> **What is expected**:
Return the records in full, exactly as given.

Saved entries
--------------------

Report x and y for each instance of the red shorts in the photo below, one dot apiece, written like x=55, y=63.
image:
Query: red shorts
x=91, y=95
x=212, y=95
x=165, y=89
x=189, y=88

--------------------

> **Result of the exercise**:
Report x and y for each instance of the red shorts in the photo below, one dot apiece, written like x=55, y=63.
image:
Query: red shorts
x=91, y=95
x=212, y=95
x=165, y=89
x=189, y=88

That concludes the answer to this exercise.